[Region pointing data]
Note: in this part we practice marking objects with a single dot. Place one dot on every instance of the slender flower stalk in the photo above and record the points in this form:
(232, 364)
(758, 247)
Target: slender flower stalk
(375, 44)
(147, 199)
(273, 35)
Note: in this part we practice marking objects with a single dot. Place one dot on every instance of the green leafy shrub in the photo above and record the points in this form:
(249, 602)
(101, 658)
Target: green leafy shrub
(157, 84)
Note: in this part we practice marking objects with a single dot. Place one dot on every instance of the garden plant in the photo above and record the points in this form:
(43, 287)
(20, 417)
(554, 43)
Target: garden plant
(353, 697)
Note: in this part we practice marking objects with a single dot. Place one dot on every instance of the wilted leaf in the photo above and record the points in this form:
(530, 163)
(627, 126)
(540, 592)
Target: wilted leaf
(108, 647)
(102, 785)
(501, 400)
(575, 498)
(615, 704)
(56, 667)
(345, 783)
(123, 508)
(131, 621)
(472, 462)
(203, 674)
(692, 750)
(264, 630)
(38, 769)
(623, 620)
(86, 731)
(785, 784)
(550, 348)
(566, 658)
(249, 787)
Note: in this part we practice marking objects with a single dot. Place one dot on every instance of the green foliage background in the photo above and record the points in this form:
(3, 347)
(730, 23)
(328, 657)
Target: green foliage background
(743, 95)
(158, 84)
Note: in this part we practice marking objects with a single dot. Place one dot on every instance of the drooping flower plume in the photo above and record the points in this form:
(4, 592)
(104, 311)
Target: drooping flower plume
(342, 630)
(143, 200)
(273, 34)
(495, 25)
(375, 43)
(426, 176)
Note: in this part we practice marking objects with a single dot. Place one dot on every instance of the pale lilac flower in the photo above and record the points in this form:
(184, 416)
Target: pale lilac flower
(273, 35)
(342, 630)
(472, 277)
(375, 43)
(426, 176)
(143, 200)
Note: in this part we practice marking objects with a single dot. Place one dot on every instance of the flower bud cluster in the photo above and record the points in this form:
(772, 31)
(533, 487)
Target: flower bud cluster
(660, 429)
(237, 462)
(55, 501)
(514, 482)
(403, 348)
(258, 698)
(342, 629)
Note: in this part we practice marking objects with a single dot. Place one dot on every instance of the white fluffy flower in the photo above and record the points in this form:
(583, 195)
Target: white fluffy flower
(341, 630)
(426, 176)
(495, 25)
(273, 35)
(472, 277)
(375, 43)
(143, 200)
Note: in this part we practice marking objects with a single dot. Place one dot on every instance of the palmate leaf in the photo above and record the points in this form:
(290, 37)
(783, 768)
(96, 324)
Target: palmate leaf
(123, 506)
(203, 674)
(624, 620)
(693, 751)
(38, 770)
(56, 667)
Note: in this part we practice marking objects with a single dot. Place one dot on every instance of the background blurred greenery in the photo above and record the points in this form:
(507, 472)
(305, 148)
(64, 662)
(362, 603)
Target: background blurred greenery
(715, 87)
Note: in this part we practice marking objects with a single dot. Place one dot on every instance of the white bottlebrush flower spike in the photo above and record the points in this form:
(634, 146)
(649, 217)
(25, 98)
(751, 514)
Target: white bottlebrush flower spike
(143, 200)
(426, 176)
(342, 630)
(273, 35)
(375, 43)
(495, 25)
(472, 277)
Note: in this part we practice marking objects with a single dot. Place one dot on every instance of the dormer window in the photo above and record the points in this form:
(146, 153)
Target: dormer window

» Task goal
Line by line, copy the records exactly.

» Answer
Note: in this part we practice marking objects with a single dot. Place one dot on every instance of the slender flower stalk in the photo above and record the points in this form:
(232, 364)
(758, 247)
Target: slender flower stalk
(375, 44)
(147, 199)
(273, 35)
Note: in this part we practice marking objects with a single dot. Place one dot on every instance of the green leafy shrub in the photo above and record the points in this form:
(249, 602)
(101, 658)
Target: green leafy shrub
(157, 84)
Note: in this part we practice marking objects with a single dot. Place one dot on every instance of the garden plant in the photo above and record the points in this form:
(43, 287)
(20, 417)
(554, 43)
Target: garden plant
(353, 697)
Note: in this part we practice marking objects with a single dot. Place one dot on every instance of the wilted leaf in the photo above and record the points in this form:
(530, 163)
(627, 126)
(540, 592)
Target: wilted leaf
(108, 647)
(102, 785)
(501, 400)
(575, 498)
(615, 704)
(56, 667)
(345, 783)
(123, 508)
(131, 621)
(472, 462)
(203, 674)
(692, 750)
(264, 630)
(38, 769)
(623, 620)
(86, 731)
(785, 784)
(550, 348)
(566, 658)
(249, 787)
Note: in this part we practice marking objects with a single dot. Place one dot on every instance of the green foliage background in the photo above and record the points in this form:
(3, 347)
(730, 23)
(328, 657)
Target: green foliage background
(743, 95)
(158, 84)
Note: in this part we practice marking objects with a single dot. Place one dot on every instance of the drooping flower plume in the photo above and record the points in this form:
(4, 592)
(104, 311)
Target: drooping flower plume
(342, 630)
(143, 200)
(273, 34)
(495, 25)
(375, 43)
(426, 176)
Note: in this part we practice marking objects with a single dot. Place one dot on every instance of the pale lilac flower in the photo above and record the points in this form:
(184, 416)
Target: pale lilac flower
(273, 35)
(342, 630)
(472, 277)
(375, 43)
(426, 176)
(143, 200)
Note: in this part we practice marking objects with a single dot. Place one dot on every instance of the flower bud cluster in the photo above and record the points in this form:
(772, 31)
(533, 487)
Target: flower bud cluster
(660, 429)
(237, 462)
(55, 501)
(514, 482)
(403, 348)
(258, 698)
(342, 629)
Note: in this part we practice marking objects with a single dot. Place one dot on every instance of the white fluffy flower in the photo above and record the points in this form:
(583, 195)
Target: white fluffy flower
(341, 630)
(426, 176)
(495, 25)
(273, 35)
(472, 277)
(375, 43)
(143, 200)
Note: in this part we practice marking objects with a single dot. Place one dot on every instance of the palmate leaf in the photo above and record the points in this form:
(290, 37)
(783, 768)
(96, 324)
Target: palmate leaf
(123, 506)
(203, 674)
(624, 620)
(693, 751)
(38, 770)
(56, 667)
Note: in this part we practice marking objects with a single dot. Place one dot on every instance of the background blurred greenery in the photo above and record the points in this form:
(507, 472)
(305, 148)
(64, 662)
(362, 603)
Target: background blurred greenery
(715, 87)
Note: in this part we practice marking objects with a single dot. Place one dot on every instance of the white bottlebrush flower spike in the photo above and record the points in this form:
(634, 146)
(649, 217)
(25, 98)
(751, 514)
Target: white bottlebrush flower spike
(143, 200)
(426, 176)
(342, 630)
(273, 35)
(375, 43)
(495, 25)
(472, 277)
Note: in this part we practice marking objects with a single dot. Place one dot on every instance of the dormer window in the photo above and record the points in this form:
(146, 153)
Target: dormer window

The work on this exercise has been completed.